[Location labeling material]

• • • •

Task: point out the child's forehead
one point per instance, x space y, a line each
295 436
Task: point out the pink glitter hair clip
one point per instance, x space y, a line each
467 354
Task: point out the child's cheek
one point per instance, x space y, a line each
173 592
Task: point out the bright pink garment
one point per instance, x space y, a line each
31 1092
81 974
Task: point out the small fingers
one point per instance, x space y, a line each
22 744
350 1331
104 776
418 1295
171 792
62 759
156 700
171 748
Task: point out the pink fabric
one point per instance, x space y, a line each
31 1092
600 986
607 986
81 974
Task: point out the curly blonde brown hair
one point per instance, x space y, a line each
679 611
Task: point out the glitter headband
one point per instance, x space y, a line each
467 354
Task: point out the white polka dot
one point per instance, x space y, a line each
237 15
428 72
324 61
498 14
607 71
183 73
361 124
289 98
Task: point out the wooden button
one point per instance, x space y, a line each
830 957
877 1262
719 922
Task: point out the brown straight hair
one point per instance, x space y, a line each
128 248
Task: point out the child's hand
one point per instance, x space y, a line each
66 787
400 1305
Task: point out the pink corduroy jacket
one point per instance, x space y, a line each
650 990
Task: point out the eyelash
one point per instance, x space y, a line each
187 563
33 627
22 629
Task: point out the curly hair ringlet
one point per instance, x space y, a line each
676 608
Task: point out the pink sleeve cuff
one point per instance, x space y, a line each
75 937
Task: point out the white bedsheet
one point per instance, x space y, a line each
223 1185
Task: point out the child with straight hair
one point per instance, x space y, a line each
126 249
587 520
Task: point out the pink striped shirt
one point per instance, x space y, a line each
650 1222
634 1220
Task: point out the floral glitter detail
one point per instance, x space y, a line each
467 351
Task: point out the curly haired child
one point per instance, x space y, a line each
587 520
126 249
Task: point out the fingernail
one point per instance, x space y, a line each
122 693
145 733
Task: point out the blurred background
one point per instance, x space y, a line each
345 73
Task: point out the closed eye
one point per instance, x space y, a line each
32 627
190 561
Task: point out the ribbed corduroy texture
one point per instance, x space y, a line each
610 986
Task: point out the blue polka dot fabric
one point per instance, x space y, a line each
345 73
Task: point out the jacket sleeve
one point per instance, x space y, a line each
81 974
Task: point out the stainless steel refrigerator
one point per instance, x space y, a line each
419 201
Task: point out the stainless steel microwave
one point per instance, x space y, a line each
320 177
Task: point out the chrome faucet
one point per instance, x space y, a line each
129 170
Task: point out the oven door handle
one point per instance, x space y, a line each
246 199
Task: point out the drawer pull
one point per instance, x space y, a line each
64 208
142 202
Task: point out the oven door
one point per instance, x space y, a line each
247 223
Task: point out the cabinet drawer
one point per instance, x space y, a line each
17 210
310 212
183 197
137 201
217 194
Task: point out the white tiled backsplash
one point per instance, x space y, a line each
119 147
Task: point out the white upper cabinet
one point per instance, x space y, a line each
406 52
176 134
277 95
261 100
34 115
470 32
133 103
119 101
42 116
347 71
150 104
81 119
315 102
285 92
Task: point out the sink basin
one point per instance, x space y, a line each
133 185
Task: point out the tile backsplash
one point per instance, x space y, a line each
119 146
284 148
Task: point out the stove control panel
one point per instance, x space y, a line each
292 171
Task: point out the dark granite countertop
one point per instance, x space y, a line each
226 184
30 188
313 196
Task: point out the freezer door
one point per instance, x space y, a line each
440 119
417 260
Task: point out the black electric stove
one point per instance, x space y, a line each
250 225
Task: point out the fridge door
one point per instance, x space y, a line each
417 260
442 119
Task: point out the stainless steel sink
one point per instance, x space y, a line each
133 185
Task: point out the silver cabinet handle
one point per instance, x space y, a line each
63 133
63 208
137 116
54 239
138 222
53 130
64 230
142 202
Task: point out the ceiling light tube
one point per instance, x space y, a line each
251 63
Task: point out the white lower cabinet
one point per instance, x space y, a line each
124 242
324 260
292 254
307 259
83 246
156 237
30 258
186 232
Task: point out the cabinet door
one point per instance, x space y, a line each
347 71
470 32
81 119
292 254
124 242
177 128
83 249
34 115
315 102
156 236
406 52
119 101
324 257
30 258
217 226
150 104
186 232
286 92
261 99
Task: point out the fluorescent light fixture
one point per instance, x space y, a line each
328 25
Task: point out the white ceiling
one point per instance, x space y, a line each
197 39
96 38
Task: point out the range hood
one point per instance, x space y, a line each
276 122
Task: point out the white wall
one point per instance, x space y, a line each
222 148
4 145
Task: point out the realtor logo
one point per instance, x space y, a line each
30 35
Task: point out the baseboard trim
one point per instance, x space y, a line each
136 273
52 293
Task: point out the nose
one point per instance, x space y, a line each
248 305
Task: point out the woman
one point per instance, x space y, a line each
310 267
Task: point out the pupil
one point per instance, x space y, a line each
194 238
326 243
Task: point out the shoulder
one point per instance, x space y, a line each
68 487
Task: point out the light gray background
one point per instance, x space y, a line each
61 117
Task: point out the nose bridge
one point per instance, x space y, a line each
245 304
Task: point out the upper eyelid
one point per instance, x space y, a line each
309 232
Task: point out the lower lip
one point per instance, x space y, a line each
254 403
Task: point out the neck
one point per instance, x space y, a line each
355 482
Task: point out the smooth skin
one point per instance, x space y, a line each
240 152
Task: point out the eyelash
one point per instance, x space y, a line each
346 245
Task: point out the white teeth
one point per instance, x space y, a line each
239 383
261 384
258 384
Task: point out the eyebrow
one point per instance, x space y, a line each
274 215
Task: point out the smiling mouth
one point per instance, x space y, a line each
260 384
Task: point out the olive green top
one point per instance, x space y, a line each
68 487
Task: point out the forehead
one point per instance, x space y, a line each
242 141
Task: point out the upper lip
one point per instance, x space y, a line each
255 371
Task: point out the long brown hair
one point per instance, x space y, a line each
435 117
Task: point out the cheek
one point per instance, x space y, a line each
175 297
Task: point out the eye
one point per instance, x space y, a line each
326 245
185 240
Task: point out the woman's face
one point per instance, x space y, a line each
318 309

• • • •

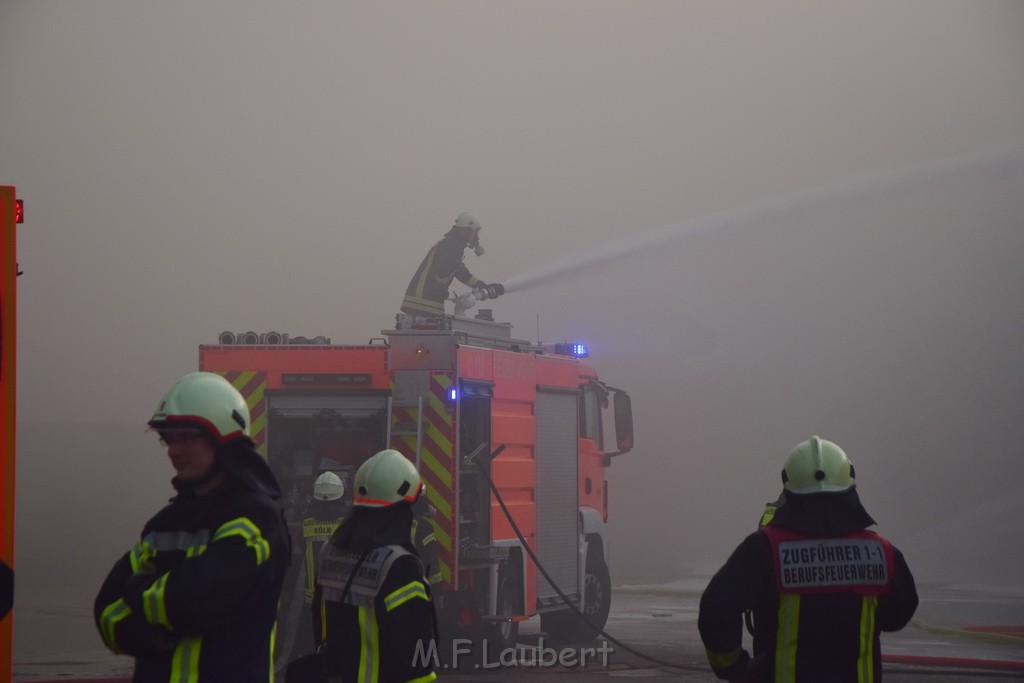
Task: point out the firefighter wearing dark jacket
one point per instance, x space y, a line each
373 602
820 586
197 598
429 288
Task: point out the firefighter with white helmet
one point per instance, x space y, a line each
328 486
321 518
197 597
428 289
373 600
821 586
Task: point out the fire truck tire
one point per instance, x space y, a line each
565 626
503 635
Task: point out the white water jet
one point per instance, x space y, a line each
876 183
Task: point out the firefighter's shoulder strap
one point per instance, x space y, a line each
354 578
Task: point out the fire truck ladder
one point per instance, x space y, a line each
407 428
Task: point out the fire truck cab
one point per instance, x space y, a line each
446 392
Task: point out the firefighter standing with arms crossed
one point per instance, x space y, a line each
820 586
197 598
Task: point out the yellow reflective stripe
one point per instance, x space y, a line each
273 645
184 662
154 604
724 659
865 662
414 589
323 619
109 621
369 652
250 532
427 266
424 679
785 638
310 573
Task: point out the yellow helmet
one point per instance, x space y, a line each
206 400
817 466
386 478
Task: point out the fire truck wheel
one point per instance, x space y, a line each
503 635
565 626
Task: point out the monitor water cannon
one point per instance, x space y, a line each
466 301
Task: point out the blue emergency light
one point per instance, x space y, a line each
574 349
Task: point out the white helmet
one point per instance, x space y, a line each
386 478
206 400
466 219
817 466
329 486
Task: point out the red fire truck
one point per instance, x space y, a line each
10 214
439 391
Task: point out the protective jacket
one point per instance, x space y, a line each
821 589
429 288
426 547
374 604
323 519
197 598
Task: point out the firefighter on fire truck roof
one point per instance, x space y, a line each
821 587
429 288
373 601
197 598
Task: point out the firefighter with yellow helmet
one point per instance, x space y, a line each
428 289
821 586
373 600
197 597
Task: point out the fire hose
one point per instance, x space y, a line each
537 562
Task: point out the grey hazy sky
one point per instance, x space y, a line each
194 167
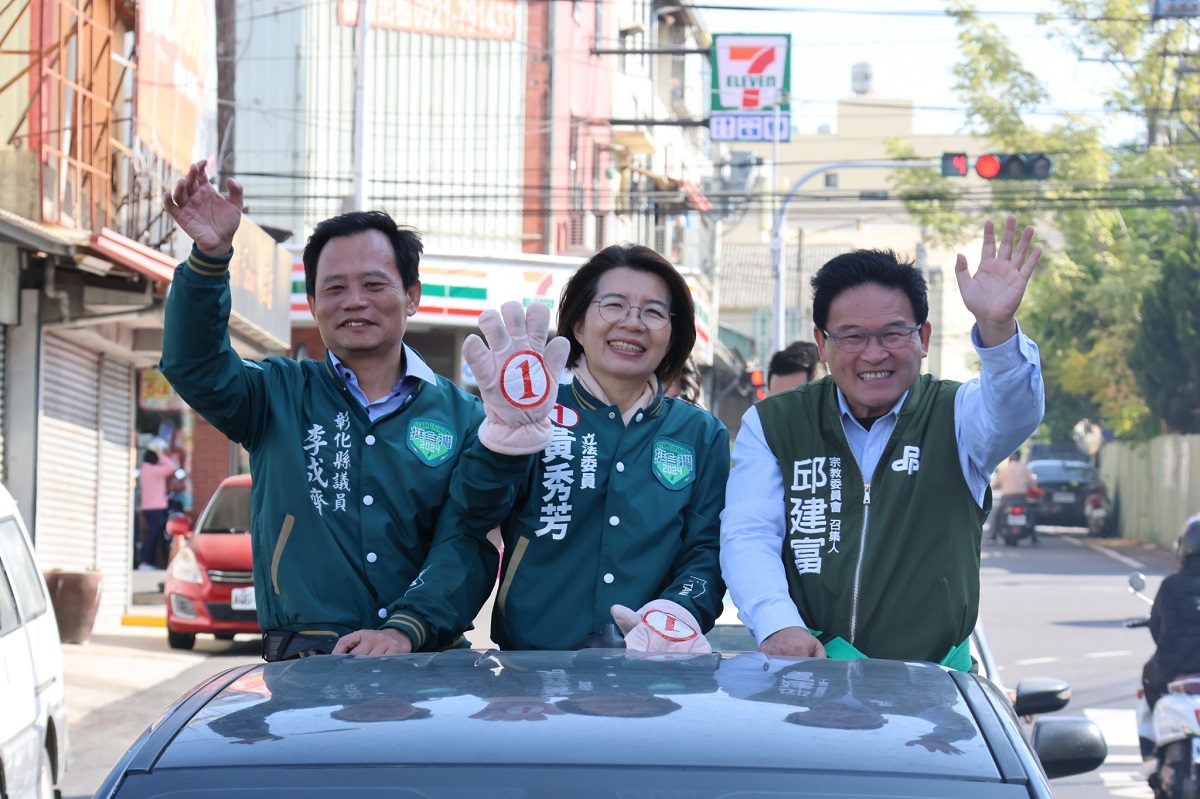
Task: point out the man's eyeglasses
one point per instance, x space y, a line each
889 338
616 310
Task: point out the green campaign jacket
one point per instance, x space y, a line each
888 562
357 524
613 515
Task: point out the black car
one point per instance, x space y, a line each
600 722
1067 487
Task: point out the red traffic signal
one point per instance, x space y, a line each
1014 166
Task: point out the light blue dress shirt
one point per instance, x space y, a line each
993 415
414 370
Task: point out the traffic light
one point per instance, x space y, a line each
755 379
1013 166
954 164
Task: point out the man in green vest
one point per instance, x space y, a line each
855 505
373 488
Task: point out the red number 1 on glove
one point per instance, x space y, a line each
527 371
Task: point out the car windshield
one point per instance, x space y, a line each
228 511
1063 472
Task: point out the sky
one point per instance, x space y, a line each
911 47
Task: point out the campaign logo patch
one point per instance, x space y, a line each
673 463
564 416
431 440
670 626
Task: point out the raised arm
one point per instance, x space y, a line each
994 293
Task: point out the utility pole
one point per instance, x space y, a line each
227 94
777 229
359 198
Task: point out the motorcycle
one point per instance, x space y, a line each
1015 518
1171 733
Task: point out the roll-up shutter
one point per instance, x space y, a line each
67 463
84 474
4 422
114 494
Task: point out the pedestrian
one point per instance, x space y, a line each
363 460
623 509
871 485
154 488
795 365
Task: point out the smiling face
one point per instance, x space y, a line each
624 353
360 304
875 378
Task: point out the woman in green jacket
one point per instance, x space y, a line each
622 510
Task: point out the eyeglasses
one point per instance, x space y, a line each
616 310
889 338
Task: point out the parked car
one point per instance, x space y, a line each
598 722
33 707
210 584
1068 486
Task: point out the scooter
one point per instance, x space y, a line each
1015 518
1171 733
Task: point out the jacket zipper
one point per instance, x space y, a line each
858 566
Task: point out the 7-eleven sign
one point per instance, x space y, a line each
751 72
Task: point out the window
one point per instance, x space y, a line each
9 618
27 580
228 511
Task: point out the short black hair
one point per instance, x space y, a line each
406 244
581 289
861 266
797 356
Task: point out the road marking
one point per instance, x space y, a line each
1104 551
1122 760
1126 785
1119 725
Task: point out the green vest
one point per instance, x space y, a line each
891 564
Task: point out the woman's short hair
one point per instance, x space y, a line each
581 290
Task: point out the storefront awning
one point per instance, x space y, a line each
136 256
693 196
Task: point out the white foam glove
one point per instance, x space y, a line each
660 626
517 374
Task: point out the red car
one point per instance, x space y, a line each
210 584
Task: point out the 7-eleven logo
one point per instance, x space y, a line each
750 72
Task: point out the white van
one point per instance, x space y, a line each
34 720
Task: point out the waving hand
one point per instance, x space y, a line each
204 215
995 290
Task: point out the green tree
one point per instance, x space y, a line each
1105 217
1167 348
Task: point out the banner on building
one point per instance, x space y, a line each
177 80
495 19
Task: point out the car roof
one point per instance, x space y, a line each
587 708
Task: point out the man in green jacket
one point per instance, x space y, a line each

• • • •

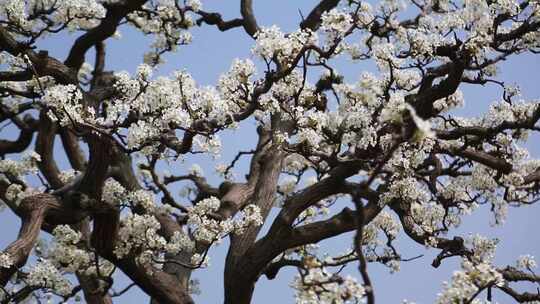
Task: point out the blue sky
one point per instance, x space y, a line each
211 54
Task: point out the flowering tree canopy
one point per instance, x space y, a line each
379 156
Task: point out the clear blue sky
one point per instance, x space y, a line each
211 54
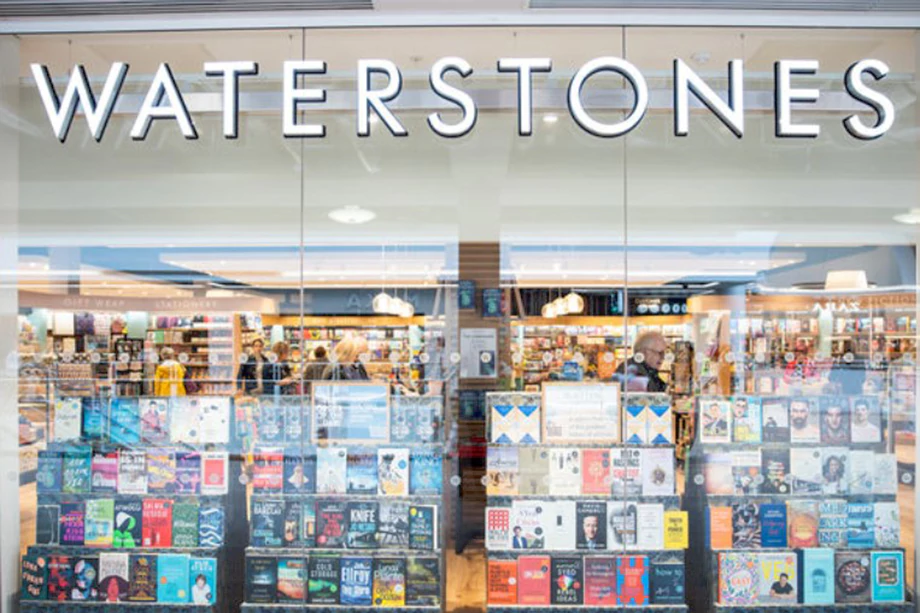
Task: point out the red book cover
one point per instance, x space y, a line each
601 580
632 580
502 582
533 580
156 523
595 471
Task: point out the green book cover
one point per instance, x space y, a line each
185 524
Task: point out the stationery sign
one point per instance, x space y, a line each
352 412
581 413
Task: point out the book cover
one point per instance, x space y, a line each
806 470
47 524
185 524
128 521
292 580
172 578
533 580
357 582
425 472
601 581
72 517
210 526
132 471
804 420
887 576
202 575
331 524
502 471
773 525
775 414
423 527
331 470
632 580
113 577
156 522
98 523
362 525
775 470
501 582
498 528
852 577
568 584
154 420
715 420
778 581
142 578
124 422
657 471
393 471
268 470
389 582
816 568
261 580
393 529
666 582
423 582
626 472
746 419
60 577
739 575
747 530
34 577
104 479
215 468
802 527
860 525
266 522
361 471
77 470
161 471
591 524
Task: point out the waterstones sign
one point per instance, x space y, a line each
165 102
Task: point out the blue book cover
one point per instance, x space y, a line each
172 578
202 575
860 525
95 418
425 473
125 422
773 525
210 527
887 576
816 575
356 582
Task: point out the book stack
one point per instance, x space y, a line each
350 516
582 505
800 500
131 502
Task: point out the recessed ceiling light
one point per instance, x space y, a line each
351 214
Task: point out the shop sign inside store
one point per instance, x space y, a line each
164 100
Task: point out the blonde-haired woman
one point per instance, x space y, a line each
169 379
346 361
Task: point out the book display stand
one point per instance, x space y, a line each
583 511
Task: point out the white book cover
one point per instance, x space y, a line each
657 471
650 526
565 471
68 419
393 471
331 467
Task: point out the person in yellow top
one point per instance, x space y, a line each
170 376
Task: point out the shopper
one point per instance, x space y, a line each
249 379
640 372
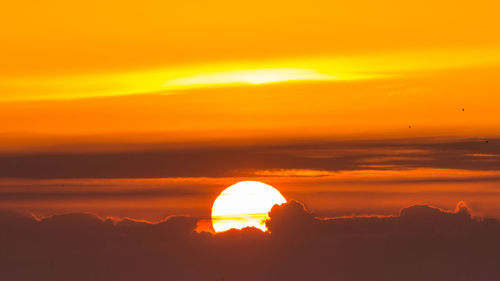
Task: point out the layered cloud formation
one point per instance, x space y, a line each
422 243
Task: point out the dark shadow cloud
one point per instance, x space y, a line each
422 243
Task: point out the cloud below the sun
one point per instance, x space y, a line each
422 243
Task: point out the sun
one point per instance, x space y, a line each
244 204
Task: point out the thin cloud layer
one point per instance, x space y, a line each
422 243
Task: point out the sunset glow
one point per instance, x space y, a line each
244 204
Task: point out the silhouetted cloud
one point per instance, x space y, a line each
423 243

• • • •

PROBLEM TO WORK ON
Count the lines in the material above that contain the string "blonde", treating uppercase and lowercase as different, and reply with only the number.

THE COMPLETED TASK
2